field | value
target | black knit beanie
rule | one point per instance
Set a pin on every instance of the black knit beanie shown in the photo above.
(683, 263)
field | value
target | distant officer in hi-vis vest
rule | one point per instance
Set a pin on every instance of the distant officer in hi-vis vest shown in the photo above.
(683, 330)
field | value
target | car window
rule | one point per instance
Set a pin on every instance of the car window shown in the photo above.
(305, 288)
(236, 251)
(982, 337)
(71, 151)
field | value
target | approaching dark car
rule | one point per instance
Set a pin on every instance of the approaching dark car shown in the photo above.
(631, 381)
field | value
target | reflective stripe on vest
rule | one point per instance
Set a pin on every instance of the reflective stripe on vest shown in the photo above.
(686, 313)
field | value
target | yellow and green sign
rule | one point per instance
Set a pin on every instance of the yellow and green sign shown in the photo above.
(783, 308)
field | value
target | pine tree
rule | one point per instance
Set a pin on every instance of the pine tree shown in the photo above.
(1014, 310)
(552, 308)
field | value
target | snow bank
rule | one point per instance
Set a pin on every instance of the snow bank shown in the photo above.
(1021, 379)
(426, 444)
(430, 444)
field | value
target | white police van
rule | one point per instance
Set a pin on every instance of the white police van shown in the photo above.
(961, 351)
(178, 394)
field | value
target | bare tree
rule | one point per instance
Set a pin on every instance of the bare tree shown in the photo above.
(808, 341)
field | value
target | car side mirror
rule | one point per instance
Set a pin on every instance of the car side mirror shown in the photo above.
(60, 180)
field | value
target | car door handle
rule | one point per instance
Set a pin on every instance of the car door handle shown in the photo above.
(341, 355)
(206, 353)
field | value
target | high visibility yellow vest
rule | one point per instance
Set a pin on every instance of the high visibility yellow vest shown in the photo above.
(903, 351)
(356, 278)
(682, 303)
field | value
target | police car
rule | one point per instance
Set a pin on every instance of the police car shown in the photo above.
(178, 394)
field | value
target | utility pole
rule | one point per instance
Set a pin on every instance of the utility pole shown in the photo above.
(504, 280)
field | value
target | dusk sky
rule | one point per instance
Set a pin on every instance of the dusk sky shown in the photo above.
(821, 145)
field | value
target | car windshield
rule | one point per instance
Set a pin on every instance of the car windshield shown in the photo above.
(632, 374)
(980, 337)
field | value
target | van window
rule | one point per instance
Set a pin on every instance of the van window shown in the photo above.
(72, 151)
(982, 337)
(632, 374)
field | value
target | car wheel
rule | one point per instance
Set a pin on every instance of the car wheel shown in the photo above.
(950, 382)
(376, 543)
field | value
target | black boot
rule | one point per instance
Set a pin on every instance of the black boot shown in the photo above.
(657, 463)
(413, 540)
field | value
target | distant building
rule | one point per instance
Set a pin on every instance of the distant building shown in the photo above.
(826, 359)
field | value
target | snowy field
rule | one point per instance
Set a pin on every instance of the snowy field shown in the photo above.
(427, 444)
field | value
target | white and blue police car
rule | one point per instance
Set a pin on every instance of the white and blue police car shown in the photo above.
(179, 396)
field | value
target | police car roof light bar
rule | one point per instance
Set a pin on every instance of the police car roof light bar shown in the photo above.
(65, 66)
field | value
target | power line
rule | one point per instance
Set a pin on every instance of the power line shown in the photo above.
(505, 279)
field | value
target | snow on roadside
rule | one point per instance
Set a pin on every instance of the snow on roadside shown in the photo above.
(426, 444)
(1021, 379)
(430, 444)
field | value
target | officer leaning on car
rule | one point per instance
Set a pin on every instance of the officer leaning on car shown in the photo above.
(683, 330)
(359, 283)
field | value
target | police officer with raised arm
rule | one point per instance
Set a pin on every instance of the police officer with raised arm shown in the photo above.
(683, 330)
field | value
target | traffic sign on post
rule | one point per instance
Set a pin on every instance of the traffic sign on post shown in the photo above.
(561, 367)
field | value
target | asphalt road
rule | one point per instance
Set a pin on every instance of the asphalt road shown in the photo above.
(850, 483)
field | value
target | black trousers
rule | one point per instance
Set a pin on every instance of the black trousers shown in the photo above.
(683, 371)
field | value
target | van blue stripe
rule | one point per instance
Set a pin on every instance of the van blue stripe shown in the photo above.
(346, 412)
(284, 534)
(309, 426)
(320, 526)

To do:
Return every line of the records above that contains the word "police", matching case exactly.

Solved exercise:
target | white police van
Set a pin on every instance of the white police van shown in the photo above.
target | police car
Set a pin on every instance of the police car shown in the photo above.
target | white and blue police car
Set a pin on every instance of the white and blue police car shown in the photo above.
target | police car roof light bar
Set a pin on every instance of the police car roof light bar shown in the photo above.
target | police officer with raised arm
Set a pin on every instance of the police officer with raised arm shown in the photo above.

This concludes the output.